▸ **Task details**
Return only the line that contains "Target: dense foliage" and each line after it, through the last line of the data below, copied exactly.

▸ **Records for processing**
# # # #

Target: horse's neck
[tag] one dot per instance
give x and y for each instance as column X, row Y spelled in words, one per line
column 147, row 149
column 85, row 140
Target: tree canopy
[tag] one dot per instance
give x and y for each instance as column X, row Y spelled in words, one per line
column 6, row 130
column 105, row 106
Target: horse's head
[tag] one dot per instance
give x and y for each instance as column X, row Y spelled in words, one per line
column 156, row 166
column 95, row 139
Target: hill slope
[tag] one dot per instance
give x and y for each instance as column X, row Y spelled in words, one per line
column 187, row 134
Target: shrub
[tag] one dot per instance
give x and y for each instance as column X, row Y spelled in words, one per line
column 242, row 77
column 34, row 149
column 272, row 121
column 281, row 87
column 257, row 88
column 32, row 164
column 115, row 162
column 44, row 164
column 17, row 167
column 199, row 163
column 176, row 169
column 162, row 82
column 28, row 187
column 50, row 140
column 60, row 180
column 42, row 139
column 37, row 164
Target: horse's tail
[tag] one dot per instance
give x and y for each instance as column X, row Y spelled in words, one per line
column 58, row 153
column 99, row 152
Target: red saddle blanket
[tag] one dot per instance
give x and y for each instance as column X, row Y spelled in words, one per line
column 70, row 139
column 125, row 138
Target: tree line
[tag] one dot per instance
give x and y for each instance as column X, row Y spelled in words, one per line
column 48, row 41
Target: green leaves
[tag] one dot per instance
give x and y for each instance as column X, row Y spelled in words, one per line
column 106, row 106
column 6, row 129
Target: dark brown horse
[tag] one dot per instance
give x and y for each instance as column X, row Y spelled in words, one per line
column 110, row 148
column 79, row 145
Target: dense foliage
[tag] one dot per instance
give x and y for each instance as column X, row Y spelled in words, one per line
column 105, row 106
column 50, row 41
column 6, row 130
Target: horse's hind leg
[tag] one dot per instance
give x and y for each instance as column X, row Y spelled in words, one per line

# # # #

▸ **Answer to this exercise**
Target: dense foliage
[tag] one dot per instance
give x and y for each instance as column X, row Y spelled in words, one per line
column 105, row 106
column 50, row 41
column 6, row 130
Target: horse's hind leg
[tag] one dot per instance
give x and y for each instance as column X, row Y spelled in words, one per line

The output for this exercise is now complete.